• Directions for this task: Repeat the records word for word, excluding any picture.

• Exercise input:
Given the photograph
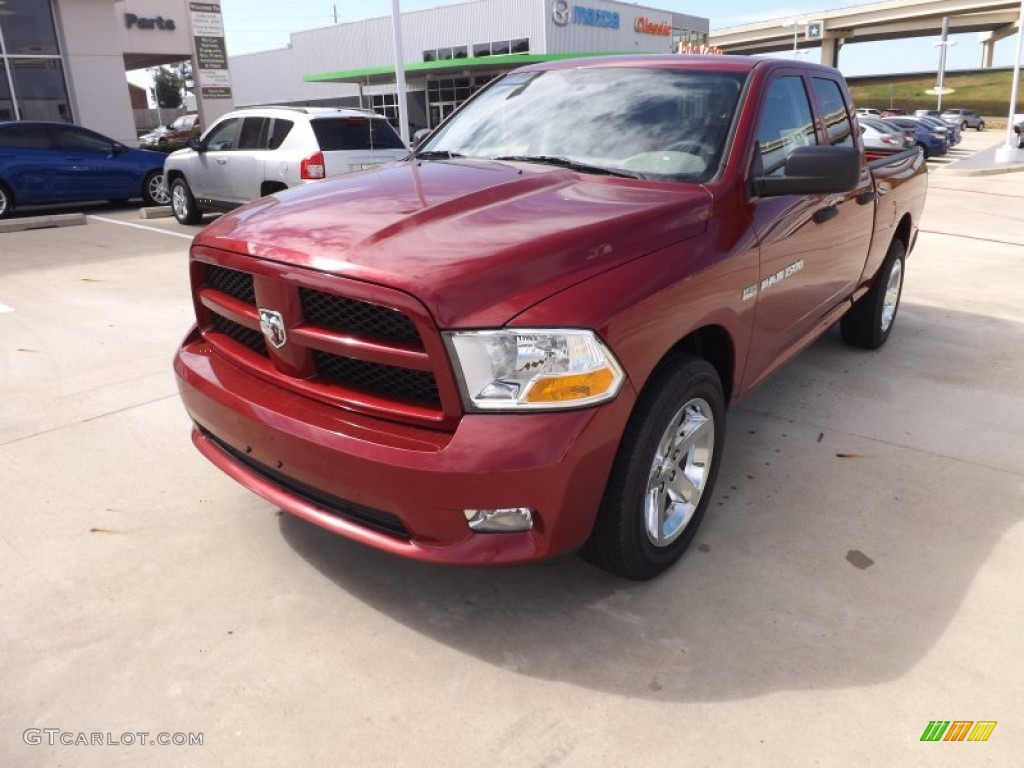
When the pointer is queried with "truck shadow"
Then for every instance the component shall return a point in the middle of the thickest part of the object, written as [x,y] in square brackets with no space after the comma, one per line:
[851,516]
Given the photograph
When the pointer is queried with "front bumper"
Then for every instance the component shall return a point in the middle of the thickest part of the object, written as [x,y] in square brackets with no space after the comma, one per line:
[403,488]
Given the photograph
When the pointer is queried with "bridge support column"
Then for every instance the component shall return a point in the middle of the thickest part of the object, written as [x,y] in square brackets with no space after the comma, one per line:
[829,50]
[987,49]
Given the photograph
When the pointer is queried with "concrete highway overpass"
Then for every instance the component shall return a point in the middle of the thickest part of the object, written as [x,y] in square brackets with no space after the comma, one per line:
[994,19]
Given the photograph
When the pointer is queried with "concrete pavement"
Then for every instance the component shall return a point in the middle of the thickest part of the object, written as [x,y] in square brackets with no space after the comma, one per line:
[857,577]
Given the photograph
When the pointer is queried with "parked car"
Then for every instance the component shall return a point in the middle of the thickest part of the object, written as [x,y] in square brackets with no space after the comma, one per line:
[172,136]
[251,153]
[43,163]
[908,136]
[952,130]
[882,138]
[934,141]
[522,340]
[965,119]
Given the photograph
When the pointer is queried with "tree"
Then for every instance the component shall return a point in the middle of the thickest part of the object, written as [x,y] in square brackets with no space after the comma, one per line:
[170,83]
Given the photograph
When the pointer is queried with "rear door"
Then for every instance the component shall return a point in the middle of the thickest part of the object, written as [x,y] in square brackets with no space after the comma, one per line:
[813,247]
[93,167]
[29,165]
[357,142]
[246,174]
[208,173]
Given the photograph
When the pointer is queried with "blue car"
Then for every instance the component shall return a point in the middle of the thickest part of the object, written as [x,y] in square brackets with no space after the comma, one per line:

• Exercise output:
Given the photograph
When the pointer is queried with "truck shadow"
Then for every instance the component shall return a point in the middle of the thickest part of the object, written as [x,y] in square brackets with no space after the comma, one per line:
[851,516]
Given the photograph
When the pointer is queried with "front bumper"
Then for every instance the component shall return a point in the middle of the thickest part of the object, written as [x,y] in square brackets with no space after the comma, one per line:
[403,488]
Given the photograph
When the pointer is queried with "bridge support column"
Then for every instance the component shall return a point in the middle of the thickest part of the object, written as [x,y] in square brackets with no space after the comma, one per line:
[829,50]
[987,49]
Given the photograph
When the pointer is queried with "concrete highway overpass"
Then for every instance the component shall return a point in the middle of the thickest part of the object, written as [x,y] in square brackets with no space after the comma, one per line:
[994,19]
Given the photograph
When the pointer is queried with "concrete pavement"
Then for every instance the component shall return a point in the middle of the thickest part of the object, written as [x,y] in square brackets with no space after the comma, one per line:
[857,577]
Given the photograph
When the pointer is queried with "parked car"
Then for every instance the component shall return a point in the middle of the thickest part of the object, written as [x,y] in square brackets with no space after the comma, one per line:
[172,136]
[251,153]
[43,163]
[908,136]
[952,130]
[882,138]
[934,141]
[522,340]
[965,119]
Given the photograph
When the pointer is queried with "tree"
Then for every instance the component shall return a point in the middle of the thickest part of the object, written as [x,y] in square brackets with no space after the comma, one per line:
[170,83]
Given the photograph
When the pointer is queried with "rear door"
Then for every instance the component shall return a point in the middle of the thickest part of the object, written as [x,y] in square brackets with no space after the comma, one per line:
[813,247]
[93,167]
[29,165]
[357,142]
[246,174]
[208,173]
Given the photograph
When the pointer is queried with "blue car"
Then for every instance the component shall return a point in the middle of the thickest part of the object, written as [x,y] in square brackets with no space after the comma, one per line:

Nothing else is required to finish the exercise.